◆ Task material
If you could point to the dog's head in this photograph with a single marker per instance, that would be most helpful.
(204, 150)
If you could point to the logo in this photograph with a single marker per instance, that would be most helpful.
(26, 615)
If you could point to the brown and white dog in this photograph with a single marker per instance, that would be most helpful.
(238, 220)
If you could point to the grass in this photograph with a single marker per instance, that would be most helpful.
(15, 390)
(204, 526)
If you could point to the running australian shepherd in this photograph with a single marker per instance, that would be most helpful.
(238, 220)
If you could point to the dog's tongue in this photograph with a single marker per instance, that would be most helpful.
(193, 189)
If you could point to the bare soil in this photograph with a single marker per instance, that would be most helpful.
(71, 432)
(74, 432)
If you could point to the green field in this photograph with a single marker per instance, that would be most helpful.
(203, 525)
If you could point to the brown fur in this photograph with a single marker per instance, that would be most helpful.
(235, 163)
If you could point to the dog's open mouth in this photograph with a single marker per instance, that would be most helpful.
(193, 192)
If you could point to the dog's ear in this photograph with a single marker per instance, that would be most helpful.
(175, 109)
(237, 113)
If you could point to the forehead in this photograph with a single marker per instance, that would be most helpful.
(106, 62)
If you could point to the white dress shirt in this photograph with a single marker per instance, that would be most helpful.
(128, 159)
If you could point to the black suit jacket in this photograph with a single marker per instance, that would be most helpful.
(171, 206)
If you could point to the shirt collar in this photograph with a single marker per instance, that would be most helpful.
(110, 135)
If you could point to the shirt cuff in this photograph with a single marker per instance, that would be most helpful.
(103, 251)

◆ Job
Everything from the line containing "If you could point to the forehead" through the final line of the listing, inclusive, must be reproduced exactly; leave out the rest.

◆ Exercise output
If you could point to the forehead in this photograph with a single marker per instance, that would be most helpful.
(106, 62)
If you could point to the white dress shirt in this photograph with a single marker per instance, that would be most helpful.
(128, 159)
If you could point to the black suit jacket in this photograph with a single marker per instance, that would be most helpful.
(171, 206)
If you could point to the shirt collar in this photograph with a single marker per instance, that would be most helpful.
(110, 135)
If you could point to the shirt cuff in this photograph with a single marker per instance, that would be most helpful.
(103, 251)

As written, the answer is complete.